● **SHORT PROBLEM**
Copy out all of the records, swapping every "pts" for "points" and leaving everything else unchanged.

[Records from a point labeling set]
.....
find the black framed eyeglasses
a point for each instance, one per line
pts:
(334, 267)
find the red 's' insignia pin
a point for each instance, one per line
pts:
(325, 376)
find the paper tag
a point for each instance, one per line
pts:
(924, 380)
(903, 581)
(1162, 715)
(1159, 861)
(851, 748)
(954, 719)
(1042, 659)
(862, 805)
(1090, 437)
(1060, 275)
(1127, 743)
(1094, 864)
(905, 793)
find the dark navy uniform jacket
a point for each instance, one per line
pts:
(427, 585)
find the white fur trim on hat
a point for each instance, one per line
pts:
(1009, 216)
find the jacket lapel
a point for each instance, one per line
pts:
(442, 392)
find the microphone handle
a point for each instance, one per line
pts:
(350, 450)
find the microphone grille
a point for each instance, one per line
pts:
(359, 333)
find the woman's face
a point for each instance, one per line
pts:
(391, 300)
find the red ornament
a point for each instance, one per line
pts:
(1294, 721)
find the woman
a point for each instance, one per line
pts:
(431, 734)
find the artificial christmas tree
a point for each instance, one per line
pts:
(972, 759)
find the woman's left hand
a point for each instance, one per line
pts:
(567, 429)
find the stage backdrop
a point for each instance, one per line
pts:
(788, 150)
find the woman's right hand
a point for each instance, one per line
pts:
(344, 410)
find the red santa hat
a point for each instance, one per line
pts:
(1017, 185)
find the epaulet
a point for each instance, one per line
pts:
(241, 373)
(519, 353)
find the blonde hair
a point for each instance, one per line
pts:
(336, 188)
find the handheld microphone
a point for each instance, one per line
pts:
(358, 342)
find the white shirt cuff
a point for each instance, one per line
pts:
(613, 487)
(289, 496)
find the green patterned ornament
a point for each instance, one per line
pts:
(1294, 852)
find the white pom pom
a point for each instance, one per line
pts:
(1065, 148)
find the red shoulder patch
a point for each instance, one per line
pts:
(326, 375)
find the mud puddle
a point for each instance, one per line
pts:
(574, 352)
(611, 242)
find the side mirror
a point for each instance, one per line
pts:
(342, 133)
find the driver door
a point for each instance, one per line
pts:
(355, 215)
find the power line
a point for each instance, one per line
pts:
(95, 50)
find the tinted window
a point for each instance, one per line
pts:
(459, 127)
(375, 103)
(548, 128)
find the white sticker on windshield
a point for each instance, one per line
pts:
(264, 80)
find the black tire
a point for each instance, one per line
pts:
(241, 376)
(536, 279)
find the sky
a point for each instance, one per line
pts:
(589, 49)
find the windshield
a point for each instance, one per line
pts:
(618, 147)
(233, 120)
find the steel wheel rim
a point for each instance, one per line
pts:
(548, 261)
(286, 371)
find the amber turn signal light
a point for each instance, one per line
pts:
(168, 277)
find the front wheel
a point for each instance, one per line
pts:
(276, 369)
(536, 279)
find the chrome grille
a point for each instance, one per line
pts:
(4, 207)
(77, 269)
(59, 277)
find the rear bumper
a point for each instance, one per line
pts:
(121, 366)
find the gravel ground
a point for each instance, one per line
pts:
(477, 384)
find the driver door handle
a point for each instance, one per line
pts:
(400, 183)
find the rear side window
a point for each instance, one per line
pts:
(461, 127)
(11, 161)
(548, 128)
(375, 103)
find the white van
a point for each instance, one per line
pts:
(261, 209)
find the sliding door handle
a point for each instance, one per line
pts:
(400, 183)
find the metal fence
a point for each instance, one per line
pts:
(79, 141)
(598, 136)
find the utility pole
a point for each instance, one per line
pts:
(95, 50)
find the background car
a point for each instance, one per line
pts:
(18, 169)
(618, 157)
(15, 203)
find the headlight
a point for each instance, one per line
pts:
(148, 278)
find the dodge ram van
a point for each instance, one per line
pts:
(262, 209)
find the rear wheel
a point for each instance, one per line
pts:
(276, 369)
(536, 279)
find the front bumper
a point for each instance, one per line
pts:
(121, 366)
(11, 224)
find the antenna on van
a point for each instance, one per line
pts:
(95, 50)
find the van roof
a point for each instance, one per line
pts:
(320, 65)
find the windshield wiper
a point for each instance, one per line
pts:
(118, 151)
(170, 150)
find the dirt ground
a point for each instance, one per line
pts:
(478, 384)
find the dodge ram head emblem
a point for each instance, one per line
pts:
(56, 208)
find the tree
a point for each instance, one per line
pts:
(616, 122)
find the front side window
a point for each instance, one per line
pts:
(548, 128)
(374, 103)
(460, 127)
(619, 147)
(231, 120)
.....
● **TASK RESPONSE**
find the black framed eyeglasses
a point for each instance, one per line
points:
(334, 267)
find the red 's' insignia pin
a point for each instance, one per line
points:
(325, 376)
find the paper tag
a point for each instance, one per line
points:
(924, 380)
(903, 581)
(1162, 715)
(1159, 861)
(851, 748)
(954, 719)
(1042, 659)
(862, 805)
(1090, 437)
(1060, 275)
(1127, 743)
(1094, 864)
(905, 793)
find the dark navy uniform jacket
a point for each instance, one per line
points:
(427, 585)
find the white fur trim on hat
a point for each instance, one per line
points:
(1009, 216)
find the jacket lapel
a point for each instance, one per line
points:
(442, 392)
find the microphone handle
a point for each instance, one per line
points:
(350, 450)
find the microphone grille
a point for each instance, one per line
points:
(359, 333)
find the woman's face
a point for each instance, one per line
points:
(391, 300)
find the red ornament
a point for each instance, one per line
points:
(1294, 721)
find the woman
a point for each instance, one per line
points:
(431, 734)
find the artificial christmas tree
a point for each instance, one per line
points:
(972, 759)
find the woman's left hand
a point for each instance, one per line
points:
(567, 429)
find the stage backdrop
a point for each instance, one per line
points:
(788, 150)
find the woman's right hand
a point for each instance, one per line
points:
(344, 410)
find the red santa hat
a point for each instance, one per line
points:
(1017, 185)
find the epaulet
a point for each instance, one per line
points:
(241, 373)
(519, 353)
find the blonde hair
a point for each instance, one per line
points:
(336, 188)
find the handheld microphone
a point for each instance, one per line
points:
(358, 342)
find the white shirt cuff
a point for each instance, one per line
points:
(613, 487)
(289, 496)
find the green patterned ornament
a point for each instance, one per line
points:
(1294, 852)
find the white pom pom
a point for each instance, one per line
points:
(1065, 148)
find the red shoulder patch
a point for each instance, one per line
points:
(326, 375)
find the mud puddle
a point for each instance, one per line
points:
(574, 352)
(611, 242)
find the side mirror
a point for each instance, one per line
points:
(342, 133)
find the driver door
a point for each instance, one per line
points:
(355, 215)
find the power line
a point for each instance, one per line
points:
(95, 50)
find the tinted window
a point for each instance, one per line
points:
(459, 127)
(375, 103)
(548, 128)
find the white sticker on windshield
a point for each instance, one per line
points:
(264, 80)
find the black tire
a point for each instance, one per line
points:
(241, 376)
(536, 279)
find the sky
a point for each instance, one per line
points:
(589, 49)
find the windshield
a point for each instance, one per line
points:
(618, 147)
(233, 120)
find the steel wheel rim
a point for each instance, one per line
points:
(548, 261)
(286, 371)
find the amber turn signal light
a point for each instance, one per line
points:
(168, 277)
find the front wheel
a point for each instance, one per line
points:
(276, 369)
(536, 279)
find the chrome grille
a point for each instance, one per line
points:
(4, 207)
(77, 269)
(59, 277)
find the rear bumper
a point for each instance, one per line
points:
(121, 366)
find the gravel ground
a point for each instance, one per line
points:
(477, 384)
find the driver door handle
a point for each instance, one per line
points:
(400, 183)
find the rear side window
a point for each instance, one per line
points:
(461, 127)
(11, 161)
(548, 128)
(375, 103)
find the white van
a point for each instance, one per line
points:
(261, 209)
find the sliding door handle
a point for each instance, one per line
points:
(400, 183)
find the metal fence
a point for each instance, one per line
points:
(79, 141)
(598, 136)
find the utility pole
a point for each instance, one per line
points:
(95, 50)
find the background car
a point for each instance, one per line
points:
(18, 169)
(618, 157)
(15, 203)
find the headlight
a point for each instance, one per line
points:
(148, 278)
find the dodge ram van
a point for each instance, one per line
points:
(262, 209)
find the rear wheel
a point for each instance, one per line
points:
(276, 369)
(536, 279)
find the front bumper
a point for each instance, one per line
points:
(121, 366)
(11, 224)
find the antenna on van
a point for each instance, one per line
points:
(95, 50)
find the van roof
a point for each instance, one per line
points:
(320, 65)
find the windshield wiper
a point for each instance, one per line
points:
(118, 151)
(170, 150)
find the dirt ground
a point for each instance, one per line
points:
(478, 384)
find the dodge ram head emblem
a point for each instance, one per line
points:
(56, 208)
find the tree
a point for each instance, one per line
points:
(616, 122)
find the front side window
a point for each instance, one per line
points:
(548, 128)
(374, 103)
(460, 127)
(619, 147)
(231, 120)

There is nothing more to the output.